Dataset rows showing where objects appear
↓↓↓
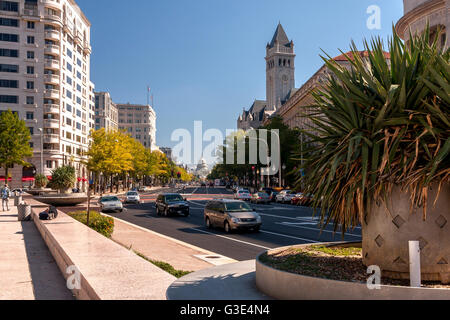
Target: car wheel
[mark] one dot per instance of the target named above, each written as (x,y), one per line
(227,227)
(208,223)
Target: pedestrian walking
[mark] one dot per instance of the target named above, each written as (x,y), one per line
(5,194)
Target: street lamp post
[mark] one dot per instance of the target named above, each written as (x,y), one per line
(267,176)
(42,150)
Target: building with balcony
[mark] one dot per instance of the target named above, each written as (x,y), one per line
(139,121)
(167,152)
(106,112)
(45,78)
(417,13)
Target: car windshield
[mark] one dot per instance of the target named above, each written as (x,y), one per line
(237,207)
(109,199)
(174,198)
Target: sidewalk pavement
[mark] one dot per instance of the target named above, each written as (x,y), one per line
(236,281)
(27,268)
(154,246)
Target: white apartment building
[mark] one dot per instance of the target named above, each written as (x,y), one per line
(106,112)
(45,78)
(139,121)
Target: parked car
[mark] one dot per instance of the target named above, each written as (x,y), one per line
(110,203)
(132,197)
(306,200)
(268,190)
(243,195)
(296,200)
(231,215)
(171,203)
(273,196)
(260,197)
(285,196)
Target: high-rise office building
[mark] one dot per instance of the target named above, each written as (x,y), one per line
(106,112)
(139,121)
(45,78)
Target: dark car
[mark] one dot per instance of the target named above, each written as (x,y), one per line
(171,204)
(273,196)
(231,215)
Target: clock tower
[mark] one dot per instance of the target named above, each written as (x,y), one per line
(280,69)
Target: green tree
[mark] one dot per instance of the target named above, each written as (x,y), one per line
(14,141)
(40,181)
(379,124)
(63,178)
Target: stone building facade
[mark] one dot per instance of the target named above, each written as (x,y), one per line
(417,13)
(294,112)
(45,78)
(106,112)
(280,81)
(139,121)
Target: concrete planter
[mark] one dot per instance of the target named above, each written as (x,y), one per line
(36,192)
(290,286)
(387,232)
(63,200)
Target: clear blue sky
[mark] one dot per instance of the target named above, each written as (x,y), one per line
↑↑↑
Your task
Put every line of the records above into a Markdown table with two columns, Row and Entry, numbering each line and skipping any blank lines. Omit the pictures.

Right answer
| Row | Entry |
|---|---|
| 1 | Target: car wheel |
| 2 | [mark] one dot per instance of the target named above, each written as (x,y), one per line |
| 3 | (227,227) |
| 4 | (208,223) |
| 5 | Target: pedestrian walking |
| 6 | [mark] one dot per instance of the target named above, each written as (x,y), one per line |
| 7 | (5,194) |
| 8 | Target: street lamp post |
| 9 | [mark] one dot per instance of the target named above, each written as (x,y), one per line |
| 10 | (267,176) |
| 11 | (42,150) |
| 12 | Target: building with balcony |
| 13 | [mark] one dot per instance of the target named above, each written as (x,y), one per line |
| 14 | (139,121) |
| 15 | (167,152) |
| 16 | (106,112) |
| 17 | (45,78) |
| 18 | (417,13) |
| 19 | Target: car windshield |
| 20 | [mark] one dot per instance of the target named above, each written as (x,y), one per line |
| 21 | (237,207) |
| 22 | (109,199) |
| 23 | (174,198) |
| 24 | Target: sidewalk pavement |
| 25 | [mark] one dot per instance of the target named above, each written as (x,y), one per line |
| 26 | (236,281) |
| 27 | (27,268) |
| 28 | (154,246) |
| 29 | Target: white apartment building |
| 30 | [mark] one dot per instance of the target named above, each written as (x,y), one per line |
| 31 | (106,112) |
| 32 | (45,78) |
| 33 | (139,121) |
| 34 | Target: parked car |
| 35 | [mark] one dot per instance of the target named above, each written as (x,y), one per line |
| 36 | (110,203) |
| 37 | (132,197) |
| 38 | (306,200) |
| 39 | (268,190) |
| 40 | (243,195) |
| 41 | (296,200) |
| 42 | (231,215) |
| 43 | (171,203) |
| 44 | (273,196) |
| 45 | (260,197) |
| 46 | (285,196) |
| 47 | Target: high-rise office building |
| 48 | [mark] one dot per instance of the target named above, each written as (x,y), one per line |
| 49 | (106,112) |
| 50 | (139,121) |
| 51 | (45,78) |
| 52 | Target: dark car |
| 53 | [mark] one dot per instance of the target named above, each written as (x,y), one per line |
| 54 | (171,204) |
| 55 | (273,196) |
| 56 | (231,215) |
| 57 | Target: clock tower |
| 58 | [mark] one dot per instance of the target named above, each written as (x,y), one per line |
| 59 | (280,69) |
| 60 | Target: green tree |
| 61 | [mark] one dot per instance of the target named above, each written as (x,y), one per line |
| 62 | (14,141) |
| 63 | (40,181) |
| 64 | (379,124) |
| 65 | (63,178) |
| 66 | Target: stone building facade |
| 67 | [mark] one dot per instance of the target named above, each written as (x,y), one per line |
| 68 | (417,13) |
| 69 | (294,112) |
| 70 | (45,78) |
| 71 | (106,112) |
| 72 | (280,81) |
| 73 | (139,121) |
| 74 | Target: concrete planter |
| 75 | [mark] one dot per instance of the target named above, each written as (x,y), one per line |
| 76 | (36,192) |
| 77 | (290,286) |
| 78 | (387,232) |
| 79 | (63,200) |
| 80 | Target: clear blue sky |
| 81 | [mark] one dot per instance of the target named above, each written as (x,y), one per line |